#### [AIM]
Please copy the mailing-list post about long-running tests on the CRAN Debian server in full, with every character and line unchanged.

#### [EXTRACT TO READ]
════════
[R-pkg-devel] Trouble with long-running tests on CRAN debian server

Uwe Ligges ||gge@ @end|ng |rom @t@t|@t|k@tu-dortmund@de
Fri Aug 25 15:37:47 CEST 2023



On 23.08.2023 16:00, Scott Ritchie wrote:
> Hi Uwe,
> 
> I agree and have also been burnt myself by programs occupying the 
> maximum number of cores available.
> 
> My understanding is that in the absence of explicit parallelisation, use 
> of data.table in a package should not lead to this type of behaviour?

Yes, that would be my hope, too.

Best,
Uwe Ligges


> 
> Best,
> 
> Scott
> 
> On Wed, 23 Aug 2023 at 14:30, Uwe Ligges 
> <ligges using statistik.tu-dortmund.de 
> <mailto:ligges using statistik.tu-dortmund.de>> wrote:
> 
>     I (any many collegues here) have been caught several times by the
>     following example:
> 
>     1. did something in parallel on a cluster, set up via
>     parallel::makeCluster().
>     2. e.g. allocated 20 cores and got them on one single machine
>     3. ran some code in parallel via parLapply()
> 
>     Bang! 400 threads;
>     So I have started 20 parallel processes, each of which is using the
>     automatically set max. 20 threads as OMP_THREAD_LIMIT was also adjusted
>     by the cluster to 20 (rather than 1).
> 
>     Hence, I really believe a default should always be small, not only in
>     examples and tests, but generally. And people who aim for more
>     should be
>     able to increase the defaults.
> 
>     Do you believe a software that auto-occupies a 96 core machines with 96
>     threads by default is sensible?
> 
>     Best,
>     Uwe Ligges
> 
> 
> 
> 
> 
> 
>     On 21.08.2023 21:59, Berry Boessenkool wrote:
>      >
>      > If you add that to each exported function, isn't that a lot of
>     code to read + maintain?
>      > Also, it seems like unnecessary computational overhead.
>      >  From a software design point of view, it might be nicer to set
>     that in the examples + tests.
════════
#### [DATA RECORDS]
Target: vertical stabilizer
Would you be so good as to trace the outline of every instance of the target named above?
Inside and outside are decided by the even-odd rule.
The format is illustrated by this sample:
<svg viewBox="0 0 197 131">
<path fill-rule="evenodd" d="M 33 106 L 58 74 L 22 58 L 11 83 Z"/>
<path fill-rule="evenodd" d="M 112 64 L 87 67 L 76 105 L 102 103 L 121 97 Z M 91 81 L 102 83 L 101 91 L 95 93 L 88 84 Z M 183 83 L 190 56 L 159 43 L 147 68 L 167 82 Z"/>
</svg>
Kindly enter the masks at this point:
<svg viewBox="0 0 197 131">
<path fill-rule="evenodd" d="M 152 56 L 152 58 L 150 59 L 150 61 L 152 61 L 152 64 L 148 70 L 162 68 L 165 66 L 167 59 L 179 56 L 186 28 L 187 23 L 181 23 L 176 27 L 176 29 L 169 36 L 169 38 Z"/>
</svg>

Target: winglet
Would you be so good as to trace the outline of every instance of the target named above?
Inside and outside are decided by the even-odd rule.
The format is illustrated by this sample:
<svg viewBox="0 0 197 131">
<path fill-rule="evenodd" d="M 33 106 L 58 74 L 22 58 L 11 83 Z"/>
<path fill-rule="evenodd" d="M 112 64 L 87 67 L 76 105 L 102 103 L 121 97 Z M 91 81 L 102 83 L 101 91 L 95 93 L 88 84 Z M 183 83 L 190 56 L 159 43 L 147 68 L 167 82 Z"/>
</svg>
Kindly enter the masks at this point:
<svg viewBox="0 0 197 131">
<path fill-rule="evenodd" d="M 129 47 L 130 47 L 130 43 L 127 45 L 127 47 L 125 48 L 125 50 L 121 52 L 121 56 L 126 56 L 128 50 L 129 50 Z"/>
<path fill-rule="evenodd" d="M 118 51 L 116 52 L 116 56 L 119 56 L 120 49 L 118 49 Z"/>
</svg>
════════
#### [CORRECT ANSWER]
[R-pkg-devel] Trouble with long-running tests on CRAN debian server

Uwe Ligges ||gge@ @end|ng |rom @t@t|@t|k@tu-dortmund@de
Fri Aug 25 15:37:47 CEST 2023



On 23.08.2023 16:00, Scott Ritchie wrote:
> Hi Uwe,
> 
> I agree and have also been burnt myself by programs occupying the 
> maximum number of cores available.
> 
> My understanding is that in the absence of explicit parallelisation, use 
> of data.table in a package should not lead to this type of behaviour?

Yes, that would be my hope, too.

Best,
Uwe Ligges


> 
> Best,
> 
> Scott
> 
> On Wed, 23 Aug 2023 at 14:30, Uwe Ligges 
> <ligges using statistik.tu-dortmund.de 
> <mailto:ligges using statistik.tu-dortmund.de>> wrote:
> 
>     I (any many collegues here) have been caught several times by the
>     following example:
> 
>     1. did something in parallel on a cluster, set up via
>     parallel::makeCluster().
>     2. e.g. allocated 20 cores and got them on one single machine
>     3. ran some code in parallel via parLapply()
> 
>     Bang! 400 threads;
>     So I have started 20 parallel processes, each of which is using the
>     automatically set max. 20 threads as OMP_THREAD_LIMIT was also adjusted
>     by the cluster to 20 (rather than 1).
> 
>     Hence, I really believe a default should always be small, not only in
>     examples and tests, but generally. And people who aim for more
>     should be
>     able to increase the defaults.
> 
>     Do you believe a software that auto-occupies a 96 core machines with 96
>     threads by default is sensible?
> 
>     Best,
>     Uwe Ligges
> 
> 
> 
> 
> 
> 
>     On 21.08.2023 21:59, Berry Boessenkool wrote:
>      >
>      > If you add that to each exported function, isn't that a lot of
>     code to read + maintain?
>      > Also, it seems like unnecessary computational overhead.
>      >  From a software design point of view, it might be nicer to set
>     that in the examples + tests.